_Description of the task_
Among the entries below, extract exactly the lines that run from the one with "Definition first: for each instance of the clear" through the one with "[[29, 86], [27, 84]]", both ends included.

_Provided information_
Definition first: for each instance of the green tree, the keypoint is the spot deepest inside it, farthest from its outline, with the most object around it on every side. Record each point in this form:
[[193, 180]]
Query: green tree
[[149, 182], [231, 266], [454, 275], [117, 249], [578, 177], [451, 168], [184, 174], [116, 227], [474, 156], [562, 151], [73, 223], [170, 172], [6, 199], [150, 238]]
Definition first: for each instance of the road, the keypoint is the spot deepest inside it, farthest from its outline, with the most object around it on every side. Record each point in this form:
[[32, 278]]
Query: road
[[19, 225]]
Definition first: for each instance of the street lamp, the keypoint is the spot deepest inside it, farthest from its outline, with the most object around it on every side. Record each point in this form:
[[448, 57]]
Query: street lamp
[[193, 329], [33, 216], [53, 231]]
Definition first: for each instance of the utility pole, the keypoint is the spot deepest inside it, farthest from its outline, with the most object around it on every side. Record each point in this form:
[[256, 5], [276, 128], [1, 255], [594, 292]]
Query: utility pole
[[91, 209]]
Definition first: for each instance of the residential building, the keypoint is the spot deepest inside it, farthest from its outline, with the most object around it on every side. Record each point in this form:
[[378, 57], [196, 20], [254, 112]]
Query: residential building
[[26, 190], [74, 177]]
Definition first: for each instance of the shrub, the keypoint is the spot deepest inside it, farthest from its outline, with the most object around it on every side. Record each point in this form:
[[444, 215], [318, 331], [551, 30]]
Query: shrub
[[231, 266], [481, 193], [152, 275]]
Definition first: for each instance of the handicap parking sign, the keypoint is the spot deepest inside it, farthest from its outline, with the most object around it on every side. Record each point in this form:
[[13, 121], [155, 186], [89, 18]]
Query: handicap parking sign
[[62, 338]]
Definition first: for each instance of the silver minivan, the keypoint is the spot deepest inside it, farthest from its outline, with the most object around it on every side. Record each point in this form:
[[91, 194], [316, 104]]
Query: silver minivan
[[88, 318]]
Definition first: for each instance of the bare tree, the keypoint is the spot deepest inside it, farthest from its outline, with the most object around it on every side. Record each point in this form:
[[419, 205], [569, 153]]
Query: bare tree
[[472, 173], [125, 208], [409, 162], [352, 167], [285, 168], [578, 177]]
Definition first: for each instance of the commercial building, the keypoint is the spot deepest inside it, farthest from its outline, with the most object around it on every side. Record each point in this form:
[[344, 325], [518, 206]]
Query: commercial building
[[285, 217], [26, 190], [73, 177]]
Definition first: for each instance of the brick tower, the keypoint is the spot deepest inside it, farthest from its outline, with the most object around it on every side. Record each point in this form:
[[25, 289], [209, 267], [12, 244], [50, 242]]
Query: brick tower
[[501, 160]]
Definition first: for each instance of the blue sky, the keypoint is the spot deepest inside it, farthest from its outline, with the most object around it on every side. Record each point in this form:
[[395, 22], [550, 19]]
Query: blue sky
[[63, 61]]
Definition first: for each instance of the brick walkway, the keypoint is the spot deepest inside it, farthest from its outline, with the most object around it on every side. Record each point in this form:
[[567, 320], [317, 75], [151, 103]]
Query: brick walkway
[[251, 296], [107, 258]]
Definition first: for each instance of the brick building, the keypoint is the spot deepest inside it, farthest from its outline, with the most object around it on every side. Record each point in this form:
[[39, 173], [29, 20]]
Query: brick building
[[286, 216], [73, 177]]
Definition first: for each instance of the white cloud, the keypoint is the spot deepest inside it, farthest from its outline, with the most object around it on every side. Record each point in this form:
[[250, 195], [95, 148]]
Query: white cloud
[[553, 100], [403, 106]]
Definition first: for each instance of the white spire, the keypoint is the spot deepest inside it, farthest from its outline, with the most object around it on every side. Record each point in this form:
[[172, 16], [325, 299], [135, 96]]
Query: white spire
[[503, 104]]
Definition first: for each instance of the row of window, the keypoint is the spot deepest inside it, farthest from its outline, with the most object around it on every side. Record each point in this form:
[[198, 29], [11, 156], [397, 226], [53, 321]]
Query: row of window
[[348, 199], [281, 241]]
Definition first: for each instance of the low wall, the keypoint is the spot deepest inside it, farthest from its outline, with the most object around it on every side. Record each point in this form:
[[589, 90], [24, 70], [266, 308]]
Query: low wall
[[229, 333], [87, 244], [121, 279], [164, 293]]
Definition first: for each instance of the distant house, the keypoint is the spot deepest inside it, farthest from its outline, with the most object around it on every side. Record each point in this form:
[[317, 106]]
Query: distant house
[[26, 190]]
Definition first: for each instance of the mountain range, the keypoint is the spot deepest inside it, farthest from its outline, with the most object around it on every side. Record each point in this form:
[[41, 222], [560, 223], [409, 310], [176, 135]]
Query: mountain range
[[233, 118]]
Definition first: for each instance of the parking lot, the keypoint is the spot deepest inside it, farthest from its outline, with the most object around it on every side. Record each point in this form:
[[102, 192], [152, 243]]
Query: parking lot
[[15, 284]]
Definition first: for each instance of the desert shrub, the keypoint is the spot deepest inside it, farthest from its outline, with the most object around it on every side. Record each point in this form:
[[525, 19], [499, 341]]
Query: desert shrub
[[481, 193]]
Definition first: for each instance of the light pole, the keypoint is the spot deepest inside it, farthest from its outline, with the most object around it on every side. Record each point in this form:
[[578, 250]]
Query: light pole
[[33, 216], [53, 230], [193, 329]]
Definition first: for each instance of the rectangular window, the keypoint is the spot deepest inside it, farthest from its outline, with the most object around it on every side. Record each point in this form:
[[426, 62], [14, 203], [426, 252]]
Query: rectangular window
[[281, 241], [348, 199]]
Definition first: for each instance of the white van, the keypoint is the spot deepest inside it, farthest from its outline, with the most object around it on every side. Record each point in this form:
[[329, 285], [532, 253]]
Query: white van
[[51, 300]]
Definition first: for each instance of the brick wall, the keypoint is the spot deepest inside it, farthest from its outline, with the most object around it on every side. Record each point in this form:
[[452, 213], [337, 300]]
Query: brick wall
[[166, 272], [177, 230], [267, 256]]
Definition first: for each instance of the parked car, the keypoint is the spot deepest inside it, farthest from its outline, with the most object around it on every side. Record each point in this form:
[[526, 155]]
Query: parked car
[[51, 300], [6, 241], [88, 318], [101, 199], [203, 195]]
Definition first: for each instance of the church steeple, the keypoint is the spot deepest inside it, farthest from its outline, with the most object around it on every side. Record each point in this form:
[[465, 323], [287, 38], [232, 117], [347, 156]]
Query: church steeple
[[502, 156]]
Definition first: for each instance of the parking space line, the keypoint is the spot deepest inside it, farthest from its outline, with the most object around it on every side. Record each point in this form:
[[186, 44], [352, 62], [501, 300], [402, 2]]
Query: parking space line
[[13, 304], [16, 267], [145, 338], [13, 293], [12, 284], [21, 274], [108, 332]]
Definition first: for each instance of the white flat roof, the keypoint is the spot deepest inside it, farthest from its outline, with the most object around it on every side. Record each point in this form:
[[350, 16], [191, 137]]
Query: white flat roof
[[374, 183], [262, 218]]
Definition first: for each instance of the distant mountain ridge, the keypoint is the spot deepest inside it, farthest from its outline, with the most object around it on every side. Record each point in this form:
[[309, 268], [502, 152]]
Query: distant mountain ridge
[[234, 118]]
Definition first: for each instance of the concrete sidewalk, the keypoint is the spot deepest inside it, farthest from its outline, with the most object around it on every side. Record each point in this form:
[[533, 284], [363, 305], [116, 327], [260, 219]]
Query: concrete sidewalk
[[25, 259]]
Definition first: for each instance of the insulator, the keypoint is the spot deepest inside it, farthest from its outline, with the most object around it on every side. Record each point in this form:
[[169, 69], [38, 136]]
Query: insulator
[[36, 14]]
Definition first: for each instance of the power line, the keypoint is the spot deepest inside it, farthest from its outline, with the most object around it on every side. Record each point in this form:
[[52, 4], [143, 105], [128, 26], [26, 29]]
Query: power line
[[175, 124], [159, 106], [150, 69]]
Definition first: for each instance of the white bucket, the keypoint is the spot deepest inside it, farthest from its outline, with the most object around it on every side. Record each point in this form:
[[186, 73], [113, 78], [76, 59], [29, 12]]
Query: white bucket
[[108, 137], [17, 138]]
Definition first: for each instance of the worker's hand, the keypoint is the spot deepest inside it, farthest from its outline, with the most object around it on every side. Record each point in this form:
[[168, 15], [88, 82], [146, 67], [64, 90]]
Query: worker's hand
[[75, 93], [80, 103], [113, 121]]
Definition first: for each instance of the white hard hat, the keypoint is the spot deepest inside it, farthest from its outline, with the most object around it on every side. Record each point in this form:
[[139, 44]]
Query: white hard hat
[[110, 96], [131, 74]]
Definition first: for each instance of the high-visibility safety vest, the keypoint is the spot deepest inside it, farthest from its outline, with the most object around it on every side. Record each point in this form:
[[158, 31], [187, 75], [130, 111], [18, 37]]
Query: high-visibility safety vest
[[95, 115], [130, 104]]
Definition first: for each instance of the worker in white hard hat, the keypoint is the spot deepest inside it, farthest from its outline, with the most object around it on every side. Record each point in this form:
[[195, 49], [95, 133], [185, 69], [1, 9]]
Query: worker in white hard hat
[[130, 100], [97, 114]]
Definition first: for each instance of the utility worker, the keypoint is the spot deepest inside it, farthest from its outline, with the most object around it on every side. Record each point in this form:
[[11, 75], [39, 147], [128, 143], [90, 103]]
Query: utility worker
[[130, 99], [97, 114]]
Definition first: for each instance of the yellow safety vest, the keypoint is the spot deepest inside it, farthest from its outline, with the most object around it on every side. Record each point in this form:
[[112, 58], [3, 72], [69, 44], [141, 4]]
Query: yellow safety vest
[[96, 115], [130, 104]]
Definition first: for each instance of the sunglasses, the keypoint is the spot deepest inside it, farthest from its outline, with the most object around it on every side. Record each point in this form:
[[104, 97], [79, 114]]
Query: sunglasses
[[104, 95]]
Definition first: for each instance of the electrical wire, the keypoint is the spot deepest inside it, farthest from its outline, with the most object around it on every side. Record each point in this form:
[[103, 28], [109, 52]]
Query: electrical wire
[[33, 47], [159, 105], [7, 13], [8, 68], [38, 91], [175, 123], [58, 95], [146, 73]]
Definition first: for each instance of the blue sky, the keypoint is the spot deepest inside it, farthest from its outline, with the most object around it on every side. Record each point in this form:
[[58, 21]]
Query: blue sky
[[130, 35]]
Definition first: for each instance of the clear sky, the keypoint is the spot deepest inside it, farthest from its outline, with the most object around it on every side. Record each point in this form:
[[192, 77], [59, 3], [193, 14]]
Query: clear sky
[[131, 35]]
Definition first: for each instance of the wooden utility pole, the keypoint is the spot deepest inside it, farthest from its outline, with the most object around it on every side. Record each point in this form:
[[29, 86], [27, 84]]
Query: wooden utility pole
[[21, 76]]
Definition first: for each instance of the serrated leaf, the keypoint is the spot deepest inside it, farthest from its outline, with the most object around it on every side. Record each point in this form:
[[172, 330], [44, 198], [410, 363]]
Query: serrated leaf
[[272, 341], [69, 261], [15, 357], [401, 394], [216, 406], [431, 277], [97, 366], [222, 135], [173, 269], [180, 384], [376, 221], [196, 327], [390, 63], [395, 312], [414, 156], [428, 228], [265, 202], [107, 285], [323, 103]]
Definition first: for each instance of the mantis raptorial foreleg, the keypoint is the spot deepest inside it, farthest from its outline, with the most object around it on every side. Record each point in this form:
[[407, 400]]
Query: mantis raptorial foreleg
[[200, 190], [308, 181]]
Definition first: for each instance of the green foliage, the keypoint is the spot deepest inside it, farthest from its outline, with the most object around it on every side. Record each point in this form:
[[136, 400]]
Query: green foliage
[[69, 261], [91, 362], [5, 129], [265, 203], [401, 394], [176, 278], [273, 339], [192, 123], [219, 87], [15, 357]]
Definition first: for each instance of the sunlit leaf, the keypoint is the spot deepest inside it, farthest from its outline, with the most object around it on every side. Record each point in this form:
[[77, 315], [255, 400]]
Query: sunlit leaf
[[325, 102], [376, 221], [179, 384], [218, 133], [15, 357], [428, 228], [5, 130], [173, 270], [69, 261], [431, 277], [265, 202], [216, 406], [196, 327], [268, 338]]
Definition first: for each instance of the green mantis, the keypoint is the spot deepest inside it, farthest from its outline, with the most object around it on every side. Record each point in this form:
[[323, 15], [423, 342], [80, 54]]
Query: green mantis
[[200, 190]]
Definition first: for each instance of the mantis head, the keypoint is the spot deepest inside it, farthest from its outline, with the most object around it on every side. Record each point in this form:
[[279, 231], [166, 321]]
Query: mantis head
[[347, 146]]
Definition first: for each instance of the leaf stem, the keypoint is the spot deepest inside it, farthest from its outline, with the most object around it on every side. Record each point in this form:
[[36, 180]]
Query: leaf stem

_Result of this exercise_
Definition first: for each instance of the clear sky, the keypoint is the spot deepest inside it, farthest from its outline, with the most object around it on every side. Record each point in this form:
[[192, 77], [59, 3], [193, 14]]
Query: clear sky
[[131, 35]]
Definition first: for each instance of the wooden utility pole, the keypoint is the spot deepest inside it, farthest from its outline, with the most object around it on every side. Record each point in this form:
[[29, 86], [27, 84]]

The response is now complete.